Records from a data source

=== Section Start ===

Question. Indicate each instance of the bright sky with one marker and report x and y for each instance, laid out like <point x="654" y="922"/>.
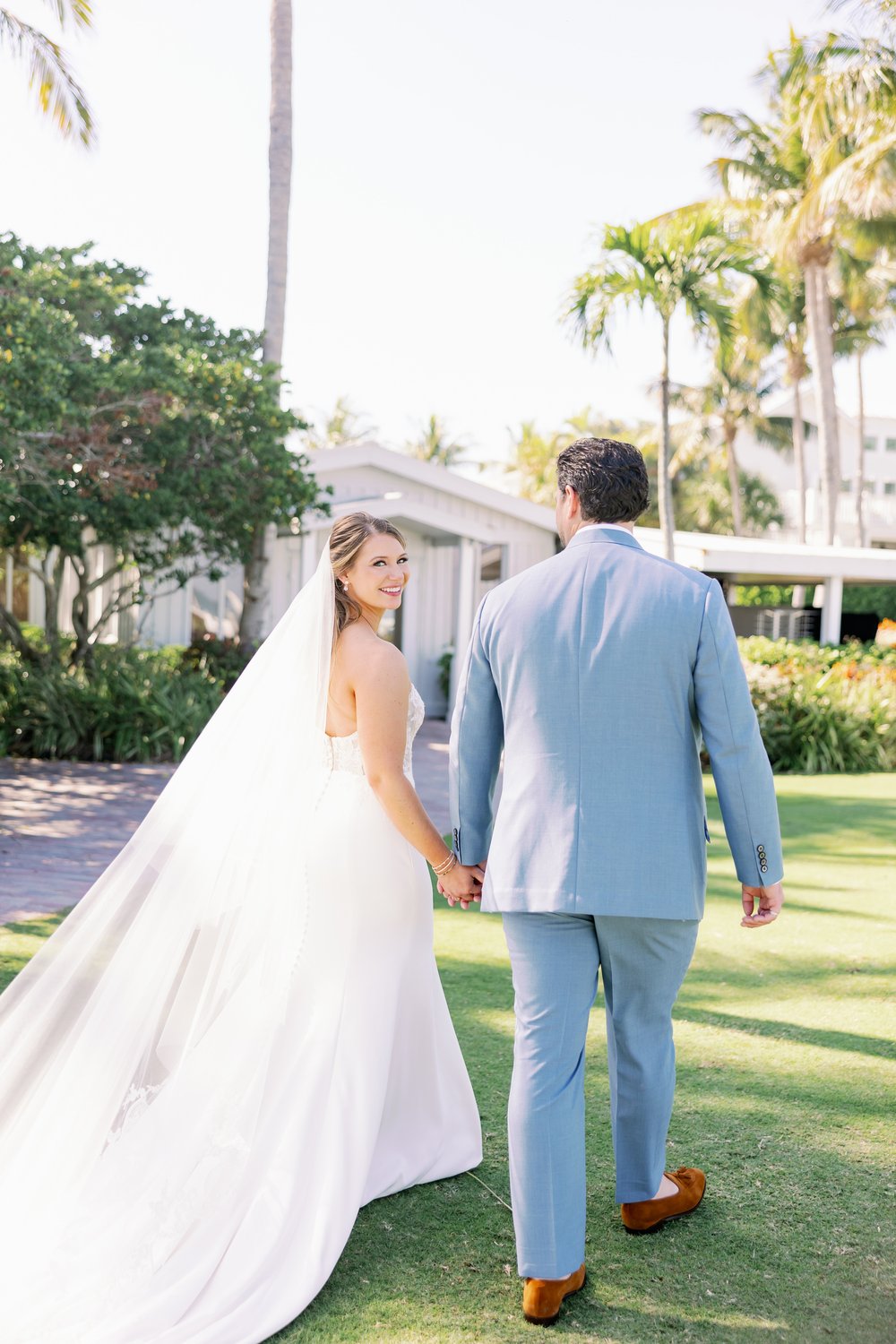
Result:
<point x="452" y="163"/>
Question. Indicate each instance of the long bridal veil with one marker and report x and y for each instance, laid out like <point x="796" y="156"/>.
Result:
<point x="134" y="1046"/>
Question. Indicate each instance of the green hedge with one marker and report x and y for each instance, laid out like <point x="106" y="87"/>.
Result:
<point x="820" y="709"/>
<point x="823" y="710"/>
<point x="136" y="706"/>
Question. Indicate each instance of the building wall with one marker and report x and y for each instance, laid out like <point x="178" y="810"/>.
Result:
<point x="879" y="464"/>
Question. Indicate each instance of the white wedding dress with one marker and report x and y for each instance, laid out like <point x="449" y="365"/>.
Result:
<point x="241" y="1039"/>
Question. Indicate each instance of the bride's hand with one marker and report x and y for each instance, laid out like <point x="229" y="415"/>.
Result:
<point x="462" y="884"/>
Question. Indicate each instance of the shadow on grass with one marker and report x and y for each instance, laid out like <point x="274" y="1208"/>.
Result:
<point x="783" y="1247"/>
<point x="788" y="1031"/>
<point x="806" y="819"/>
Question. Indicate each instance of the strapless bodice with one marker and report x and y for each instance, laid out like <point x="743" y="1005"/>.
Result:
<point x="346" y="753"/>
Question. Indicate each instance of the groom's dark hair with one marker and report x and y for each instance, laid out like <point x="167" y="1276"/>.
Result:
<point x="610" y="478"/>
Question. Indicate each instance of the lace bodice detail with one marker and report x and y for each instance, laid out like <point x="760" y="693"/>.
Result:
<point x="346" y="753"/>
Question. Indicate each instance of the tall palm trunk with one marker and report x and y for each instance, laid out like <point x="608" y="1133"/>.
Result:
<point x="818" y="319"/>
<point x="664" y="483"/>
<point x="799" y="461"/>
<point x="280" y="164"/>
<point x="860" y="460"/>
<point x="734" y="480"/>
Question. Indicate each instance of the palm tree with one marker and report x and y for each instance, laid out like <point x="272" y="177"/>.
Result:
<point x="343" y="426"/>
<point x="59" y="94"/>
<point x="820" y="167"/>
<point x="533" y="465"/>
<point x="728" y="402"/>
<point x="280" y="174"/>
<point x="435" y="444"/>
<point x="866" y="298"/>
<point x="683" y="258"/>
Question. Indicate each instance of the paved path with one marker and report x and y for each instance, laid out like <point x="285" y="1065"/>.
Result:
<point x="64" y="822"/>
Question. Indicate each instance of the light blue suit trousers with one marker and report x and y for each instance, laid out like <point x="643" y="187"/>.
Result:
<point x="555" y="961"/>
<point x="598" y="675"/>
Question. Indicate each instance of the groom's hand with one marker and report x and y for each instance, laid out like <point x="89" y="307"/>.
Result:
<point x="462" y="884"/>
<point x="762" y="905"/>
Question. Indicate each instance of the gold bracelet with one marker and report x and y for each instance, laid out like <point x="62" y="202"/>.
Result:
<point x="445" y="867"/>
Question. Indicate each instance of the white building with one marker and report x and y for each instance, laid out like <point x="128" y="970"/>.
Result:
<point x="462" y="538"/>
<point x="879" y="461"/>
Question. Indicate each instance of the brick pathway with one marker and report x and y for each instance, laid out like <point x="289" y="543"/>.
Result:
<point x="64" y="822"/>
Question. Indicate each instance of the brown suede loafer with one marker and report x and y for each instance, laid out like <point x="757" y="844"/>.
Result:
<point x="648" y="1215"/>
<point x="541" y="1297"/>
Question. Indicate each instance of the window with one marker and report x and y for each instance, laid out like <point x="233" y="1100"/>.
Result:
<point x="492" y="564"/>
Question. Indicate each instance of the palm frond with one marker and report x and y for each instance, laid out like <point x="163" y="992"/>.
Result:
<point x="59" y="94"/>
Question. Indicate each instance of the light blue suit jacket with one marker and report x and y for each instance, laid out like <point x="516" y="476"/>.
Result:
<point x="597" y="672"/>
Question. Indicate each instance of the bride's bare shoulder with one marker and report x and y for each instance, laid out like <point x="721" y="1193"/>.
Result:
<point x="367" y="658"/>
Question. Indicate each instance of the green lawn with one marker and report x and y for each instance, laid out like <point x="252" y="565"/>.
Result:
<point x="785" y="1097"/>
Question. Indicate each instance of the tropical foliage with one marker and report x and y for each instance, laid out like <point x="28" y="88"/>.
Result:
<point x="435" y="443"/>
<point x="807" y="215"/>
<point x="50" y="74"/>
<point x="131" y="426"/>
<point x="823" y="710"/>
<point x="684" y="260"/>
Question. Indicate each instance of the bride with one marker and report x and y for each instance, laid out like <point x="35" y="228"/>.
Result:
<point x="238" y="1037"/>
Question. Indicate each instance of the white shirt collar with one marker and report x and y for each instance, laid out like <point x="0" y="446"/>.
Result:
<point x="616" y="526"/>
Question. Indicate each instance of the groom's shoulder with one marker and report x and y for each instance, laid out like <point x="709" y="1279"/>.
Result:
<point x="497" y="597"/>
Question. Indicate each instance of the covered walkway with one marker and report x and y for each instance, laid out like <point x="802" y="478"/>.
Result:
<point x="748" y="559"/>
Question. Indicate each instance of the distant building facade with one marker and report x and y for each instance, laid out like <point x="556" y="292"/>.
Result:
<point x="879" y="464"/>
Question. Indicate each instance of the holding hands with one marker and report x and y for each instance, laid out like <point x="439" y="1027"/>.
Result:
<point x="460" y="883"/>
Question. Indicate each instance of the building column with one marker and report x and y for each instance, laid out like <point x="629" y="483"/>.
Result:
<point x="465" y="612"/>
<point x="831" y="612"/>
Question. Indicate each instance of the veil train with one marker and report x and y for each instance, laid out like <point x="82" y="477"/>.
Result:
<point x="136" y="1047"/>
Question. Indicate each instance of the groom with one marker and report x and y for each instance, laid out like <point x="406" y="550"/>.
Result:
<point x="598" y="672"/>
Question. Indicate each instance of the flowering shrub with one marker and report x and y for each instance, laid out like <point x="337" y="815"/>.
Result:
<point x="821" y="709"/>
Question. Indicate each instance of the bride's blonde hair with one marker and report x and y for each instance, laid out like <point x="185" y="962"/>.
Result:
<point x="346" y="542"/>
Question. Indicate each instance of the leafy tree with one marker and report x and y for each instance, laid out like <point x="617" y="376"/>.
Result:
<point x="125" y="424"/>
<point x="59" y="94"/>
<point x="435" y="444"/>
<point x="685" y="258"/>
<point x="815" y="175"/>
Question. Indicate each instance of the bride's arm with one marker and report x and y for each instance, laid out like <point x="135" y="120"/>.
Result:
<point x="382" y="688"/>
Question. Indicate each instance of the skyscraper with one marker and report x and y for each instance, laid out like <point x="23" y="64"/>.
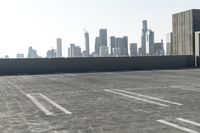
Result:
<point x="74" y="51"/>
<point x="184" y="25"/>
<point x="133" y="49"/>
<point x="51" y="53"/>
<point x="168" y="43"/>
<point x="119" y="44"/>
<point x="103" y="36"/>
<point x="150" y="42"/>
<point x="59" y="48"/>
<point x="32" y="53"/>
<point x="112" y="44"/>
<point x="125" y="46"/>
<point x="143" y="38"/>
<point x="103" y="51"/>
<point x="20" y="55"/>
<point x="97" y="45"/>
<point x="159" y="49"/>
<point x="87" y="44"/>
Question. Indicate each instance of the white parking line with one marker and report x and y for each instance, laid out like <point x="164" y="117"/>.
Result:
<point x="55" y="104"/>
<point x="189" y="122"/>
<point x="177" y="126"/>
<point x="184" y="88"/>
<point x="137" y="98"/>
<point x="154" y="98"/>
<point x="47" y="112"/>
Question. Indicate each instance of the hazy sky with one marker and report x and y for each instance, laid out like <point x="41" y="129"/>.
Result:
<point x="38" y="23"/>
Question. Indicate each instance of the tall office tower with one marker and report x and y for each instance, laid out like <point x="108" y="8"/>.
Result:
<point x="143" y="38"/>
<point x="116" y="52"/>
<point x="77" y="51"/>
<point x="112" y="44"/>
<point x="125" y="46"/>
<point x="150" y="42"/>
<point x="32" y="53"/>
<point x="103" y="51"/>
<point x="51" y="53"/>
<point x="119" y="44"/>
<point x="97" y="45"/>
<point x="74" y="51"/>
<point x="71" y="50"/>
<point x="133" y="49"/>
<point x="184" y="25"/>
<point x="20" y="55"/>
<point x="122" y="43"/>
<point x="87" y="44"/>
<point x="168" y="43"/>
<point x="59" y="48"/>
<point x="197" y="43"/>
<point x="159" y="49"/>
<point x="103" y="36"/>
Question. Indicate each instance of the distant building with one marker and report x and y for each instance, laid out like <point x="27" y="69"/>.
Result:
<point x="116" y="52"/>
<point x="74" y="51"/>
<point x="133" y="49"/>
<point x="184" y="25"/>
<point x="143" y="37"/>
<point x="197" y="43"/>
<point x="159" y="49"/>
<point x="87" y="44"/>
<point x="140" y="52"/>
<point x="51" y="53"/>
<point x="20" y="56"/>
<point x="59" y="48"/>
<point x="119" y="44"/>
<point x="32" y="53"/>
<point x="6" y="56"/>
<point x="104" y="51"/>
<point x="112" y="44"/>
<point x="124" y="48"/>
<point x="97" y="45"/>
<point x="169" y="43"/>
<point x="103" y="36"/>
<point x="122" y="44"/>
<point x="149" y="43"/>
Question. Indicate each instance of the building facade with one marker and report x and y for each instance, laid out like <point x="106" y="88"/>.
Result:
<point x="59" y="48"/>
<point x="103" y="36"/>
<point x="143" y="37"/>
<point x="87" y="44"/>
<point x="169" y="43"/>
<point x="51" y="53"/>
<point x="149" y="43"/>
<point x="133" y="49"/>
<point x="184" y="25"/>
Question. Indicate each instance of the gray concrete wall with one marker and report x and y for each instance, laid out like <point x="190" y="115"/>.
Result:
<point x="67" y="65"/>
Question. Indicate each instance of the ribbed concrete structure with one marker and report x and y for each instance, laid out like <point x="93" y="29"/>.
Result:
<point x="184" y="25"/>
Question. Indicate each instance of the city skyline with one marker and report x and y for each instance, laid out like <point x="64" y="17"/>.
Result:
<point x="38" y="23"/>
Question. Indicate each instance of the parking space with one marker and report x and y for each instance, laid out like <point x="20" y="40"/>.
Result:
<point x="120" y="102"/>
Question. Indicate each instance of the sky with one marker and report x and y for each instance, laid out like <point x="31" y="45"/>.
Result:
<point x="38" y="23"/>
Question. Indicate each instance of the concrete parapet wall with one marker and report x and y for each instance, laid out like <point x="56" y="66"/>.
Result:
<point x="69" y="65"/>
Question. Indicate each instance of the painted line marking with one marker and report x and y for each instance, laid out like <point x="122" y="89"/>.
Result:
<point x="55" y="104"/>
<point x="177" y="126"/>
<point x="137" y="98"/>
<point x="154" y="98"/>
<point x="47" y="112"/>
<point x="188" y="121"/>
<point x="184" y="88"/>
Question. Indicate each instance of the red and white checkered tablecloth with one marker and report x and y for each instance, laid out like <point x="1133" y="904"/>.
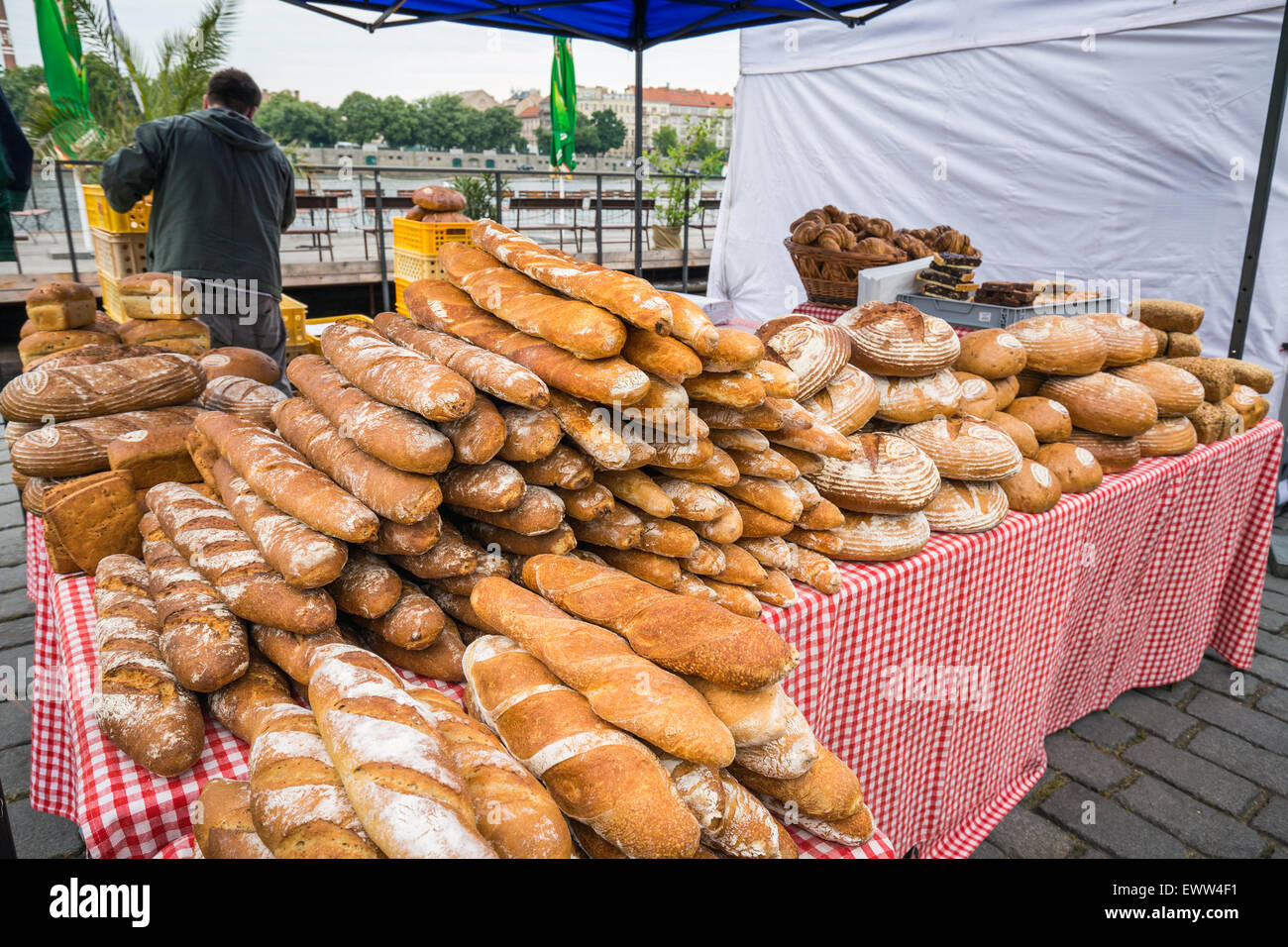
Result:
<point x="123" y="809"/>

=== Section End ===

What to do
Look through the entries above and copy each line that has "hair" in it.

Worked solution
Question. Indicate each instance of the groom's dark hair with one marker and report x and y for each instance, laid out like <point x="167" y="1276"/>.
Question. Indicate each instance of the bride's blonde hair with one marker and report x and y for each instance, laid out like <point x="185" y="962"/>.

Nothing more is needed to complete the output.